Work task :: Please give back word for word the lines below, from the first one through the one with "point_to annotates the wristwatch".

[Supplied entries Boundary: Start]

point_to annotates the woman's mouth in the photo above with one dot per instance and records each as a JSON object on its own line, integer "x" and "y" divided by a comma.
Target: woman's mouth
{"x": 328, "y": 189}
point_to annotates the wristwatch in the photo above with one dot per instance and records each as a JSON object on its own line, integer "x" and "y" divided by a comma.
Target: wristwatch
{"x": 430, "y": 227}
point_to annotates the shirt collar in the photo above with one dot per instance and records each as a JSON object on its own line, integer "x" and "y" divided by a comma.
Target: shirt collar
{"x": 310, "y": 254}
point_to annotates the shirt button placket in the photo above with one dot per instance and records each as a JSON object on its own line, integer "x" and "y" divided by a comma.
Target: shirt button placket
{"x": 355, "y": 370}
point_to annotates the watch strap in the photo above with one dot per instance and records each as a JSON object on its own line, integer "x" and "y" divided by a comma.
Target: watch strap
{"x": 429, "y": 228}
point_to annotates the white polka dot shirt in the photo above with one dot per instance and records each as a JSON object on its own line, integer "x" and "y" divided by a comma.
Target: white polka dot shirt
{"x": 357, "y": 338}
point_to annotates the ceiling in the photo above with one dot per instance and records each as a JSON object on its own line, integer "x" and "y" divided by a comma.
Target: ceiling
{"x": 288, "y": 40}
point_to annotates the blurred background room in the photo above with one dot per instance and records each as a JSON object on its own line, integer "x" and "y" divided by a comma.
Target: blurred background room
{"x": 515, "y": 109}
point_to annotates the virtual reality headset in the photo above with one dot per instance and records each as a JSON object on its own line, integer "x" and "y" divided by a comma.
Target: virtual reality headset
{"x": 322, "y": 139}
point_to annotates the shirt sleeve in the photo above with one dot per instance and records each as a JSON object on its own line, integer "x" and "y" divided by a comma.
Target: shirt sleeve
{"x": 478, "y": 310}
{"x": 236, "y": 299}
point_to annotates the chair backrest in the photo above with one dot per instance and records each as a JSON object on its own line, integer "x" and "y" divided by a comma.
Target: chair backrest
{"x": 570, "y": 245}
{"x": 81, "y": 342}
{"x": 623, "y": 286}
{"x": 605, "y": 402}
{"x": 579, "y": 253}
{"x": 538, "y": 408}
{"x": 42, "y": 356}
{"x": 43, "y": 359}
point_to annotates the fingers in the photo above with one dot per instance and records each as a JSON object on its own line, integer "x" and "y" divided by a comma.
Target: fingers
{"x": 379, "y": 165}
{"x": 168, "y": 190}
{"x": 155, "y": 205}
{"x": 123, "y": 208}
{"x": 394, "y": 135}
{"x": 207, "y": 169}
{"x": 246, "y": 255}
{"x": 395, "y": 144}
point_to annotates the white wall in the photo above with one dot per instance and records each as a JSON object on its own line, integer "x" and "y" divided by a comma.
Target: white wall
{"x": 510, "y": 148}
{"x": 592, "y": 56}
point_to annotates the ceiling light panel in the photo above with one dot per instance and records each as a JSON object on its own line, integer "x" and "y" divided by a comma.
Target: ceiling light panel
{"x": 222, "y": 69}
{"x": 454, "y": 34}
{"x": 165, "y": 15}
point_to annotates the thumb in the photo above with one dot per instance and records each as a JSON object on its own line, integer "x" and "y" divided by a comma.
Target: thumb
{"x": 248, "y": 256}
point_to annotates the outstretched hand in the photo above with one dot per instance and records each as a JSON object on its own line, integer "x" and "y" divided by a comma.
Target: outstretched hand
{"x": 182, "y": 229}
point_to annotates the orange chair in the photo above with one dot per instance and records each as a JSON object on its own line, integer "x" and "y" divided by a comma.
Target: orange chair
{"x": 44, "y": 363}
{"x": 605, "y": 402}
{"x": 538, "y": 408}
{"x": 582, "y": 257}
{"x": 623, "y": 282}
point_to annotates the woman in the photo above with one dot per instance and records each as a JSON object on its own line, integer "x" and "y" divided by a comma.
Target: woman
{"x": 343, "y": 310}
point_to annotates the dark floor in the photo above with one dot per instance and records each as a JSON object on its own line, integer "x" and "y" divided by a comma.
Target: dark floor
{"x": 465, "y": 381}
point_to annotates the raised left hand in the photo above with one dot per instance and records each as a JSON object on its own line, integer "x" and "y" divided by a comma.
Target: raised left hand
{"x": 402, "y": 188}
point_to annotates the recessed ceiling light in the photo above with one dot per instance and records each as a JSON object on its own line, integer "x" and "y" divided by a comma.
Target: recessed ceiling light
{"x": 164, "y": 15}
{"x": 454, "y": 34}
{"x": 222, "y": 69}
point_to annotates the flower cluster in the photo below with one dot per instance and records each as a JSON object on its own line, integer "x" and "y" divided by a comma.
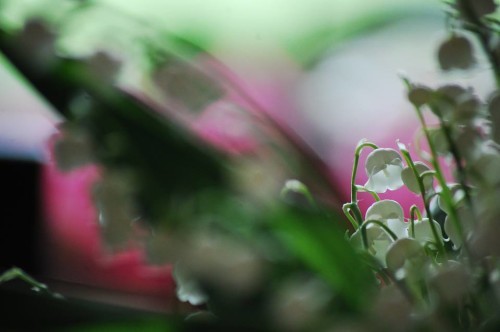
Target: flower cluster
{"x": 438, "y": 257}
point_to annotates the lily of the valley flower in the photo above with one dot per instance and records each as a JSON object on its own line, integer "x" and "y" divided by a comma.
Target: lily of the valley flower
{"x": 188, "y": 289}
{"x": 383, "y": 167}
{"x": 390, "y": 213}
{"x": 411, "y": 182}
{"x": 402, "y": 251}
{"x": 423, "y": 231}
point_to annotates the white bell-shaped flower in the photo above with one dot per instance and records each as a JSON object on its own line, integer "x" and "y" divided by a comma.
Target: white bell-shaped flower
{"x": 383, "y": 167}
{"x": 411, "y": 182}
{"x": 465, "y": 218}
{"x": 423, "y": 231}
{"x": 391, "y": 214}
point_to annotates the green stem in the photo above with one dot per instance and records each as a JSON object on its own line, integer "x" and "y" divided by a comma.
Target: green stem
{"x": 411, "y": 164}
{"x": 414, "y": 210}
{"x": 347, "y": 208}
{"x": 446, "y": 194}
{"x": 375, "y": 196}
{"x": 462, "y": 176}
{"x": 354, "y": 190}
{"x": 485, "y": 35}
{"x": 381, "y": 225}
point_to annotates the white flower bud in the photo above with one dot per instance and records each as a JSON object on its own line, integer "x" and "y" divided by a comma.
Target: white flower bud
{"x": 456, "y": 53}
{"x": 411, "y": 182}
{"x": 383, "y": 167}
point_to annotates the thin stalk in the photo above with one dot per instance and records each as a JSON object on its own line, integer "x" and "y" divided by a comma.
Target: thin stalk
{"x": 437, "y": 237}
{"x": 414, "y": 210}
{"x": 381, "y": 225}
{"x": 354, "y": 189}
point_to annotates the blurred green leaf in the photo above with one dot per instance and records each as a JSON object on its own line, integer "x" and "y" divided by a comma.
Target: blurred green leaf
{"x": 319, "y": 242}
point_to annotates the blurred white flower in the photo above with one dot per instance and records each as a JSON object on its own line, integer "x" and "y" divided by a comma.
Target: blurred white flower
{"x": 456, "y": 53}
{"x": 383, "y": 167}
{"x": 188, "y": 289}
{"x": 391, "y": 214}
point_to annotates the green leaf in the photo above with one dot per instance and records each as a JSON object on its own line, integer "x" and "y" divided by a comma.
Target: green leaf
{"x": 319, "y": 243}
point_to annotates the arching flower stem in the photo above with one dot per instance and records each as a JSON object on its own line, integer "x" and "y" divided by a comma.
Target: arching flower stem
{"x": 354, "y": 189}
{"x": 347, "y": 208}
{"x": 446, "y": 194}
{"x": 437, "y": 237}
{"x": 381, "y": 225}
{"x": 462, "y": 176}
{"x": 414, "y": 210}
{"x": 376, "y": 197}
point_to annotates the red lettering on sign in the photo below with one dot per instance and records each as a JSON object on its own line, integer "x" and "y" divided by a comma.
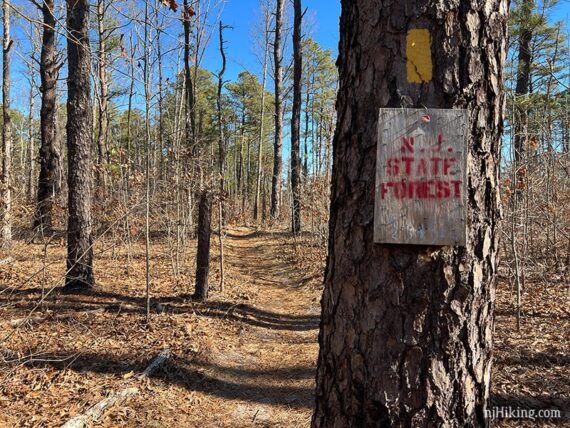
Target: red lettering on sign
{"x": 425, "y": 189}
{"x": 408, "y": 144}
{"x": 447, "y": 164}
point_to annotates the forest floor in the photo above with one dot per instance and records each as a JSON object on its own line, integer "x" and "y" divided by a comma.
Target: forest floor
{"x": 245, "y": 358}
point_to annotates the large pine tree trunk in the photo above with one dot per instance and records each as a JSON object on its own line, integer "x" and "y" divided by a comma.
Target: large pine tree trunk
{"x": 79, "y": 143}
{"x": 277, "y": 146}
{"x": 296, "y": 119}
{"x": 406, "y": 331}
{"x": 48, "y": 154}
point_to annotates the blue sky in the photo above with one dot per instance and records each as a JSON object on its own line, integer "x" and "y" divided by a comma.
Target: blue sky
{"x": 243, "y": 15}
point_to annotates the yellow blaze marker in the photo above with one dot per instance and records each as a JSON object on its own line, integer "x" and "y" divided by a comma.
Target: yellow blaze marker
{"x": 418, "y": 56}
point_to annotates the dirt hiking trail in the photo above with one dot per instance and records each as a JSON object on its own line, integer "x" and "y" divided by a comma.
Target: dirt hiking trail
{"x": 245, "y": 358}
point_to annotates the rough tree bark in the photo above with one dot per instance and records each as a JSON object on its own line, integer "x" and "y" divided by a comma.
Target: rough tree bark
{"x": 6, "y": 179}
{"x": 277, "y": 146}
{"x": 406, "y": 331}
{"x": 296, "y": 118}
{"x": 48, "y": 153}
{"x": 203, "y": 251}
{"x": 79, "y": 144}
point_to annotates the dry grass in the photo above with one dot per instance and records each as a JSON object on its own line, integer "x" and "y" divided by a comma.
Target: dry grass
{"x": 246, "y": 358}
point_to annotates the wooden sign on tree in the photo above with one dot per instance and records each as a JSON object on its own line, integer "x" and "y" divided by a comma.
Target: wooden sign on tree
{"x": 421, "y": 177}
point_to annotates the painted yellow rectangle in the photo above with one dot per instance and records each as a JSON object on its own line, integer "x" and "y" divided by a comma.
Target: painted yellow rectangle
{"x": 418, "y": 56}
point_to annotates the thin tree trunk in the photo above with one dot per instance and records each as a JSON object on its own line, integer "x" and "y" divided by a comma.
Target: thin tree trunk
{"x": 79, "y": 143}
{"x": 31, "y": 146}
{"x": 406, "y": 331}
{"x": 262, "y": 118}
{"x": 222, "y": 156}
{"x": 6, "y": 180}
{"x": 48, "y": 181}
{"x": 523, "y": 81}
{"x": 203, "y": 251}
{"x": 277, "y": 146}
{"x": 189, "y": 94}
{"x": 146, "y": 70}
{"x": 103, "y": 113}
{"x": 296, "y": 119}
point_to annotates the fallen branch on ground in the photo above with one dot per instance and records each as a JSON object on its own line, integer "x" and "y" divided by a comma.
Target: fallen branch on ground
{"x": 6, "y": 261}
{"x": 96, "y": 412}
{"x": 36, "y": 320}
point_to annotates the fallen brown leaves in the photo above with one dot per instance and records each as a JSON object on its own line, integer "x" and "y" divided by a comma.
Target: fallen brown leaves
{"x": 246, "y": 358}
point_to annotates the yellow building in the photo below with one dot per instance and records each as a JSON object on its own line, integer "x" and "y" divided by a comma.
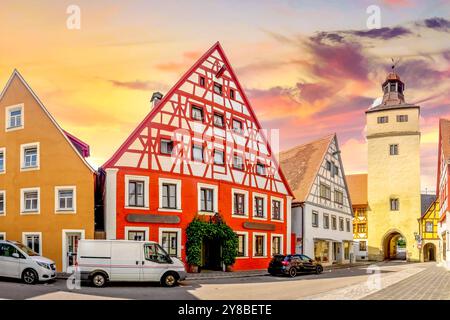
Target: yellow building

[Supplied entries Boundary: End]

Task output ::
point_to annotates the woman's mouth in the photo above with one dot per instance and records each as a JSON object on its own line, integer "x" and "y" divided by a comma.
Target: woman's mouth
{"x": 328, "y": 189}
point_to annotates the wristwatch in the photo above with one dot per instance and records each as a JSON object on its own line, integer "x" and "y" divided by a comma.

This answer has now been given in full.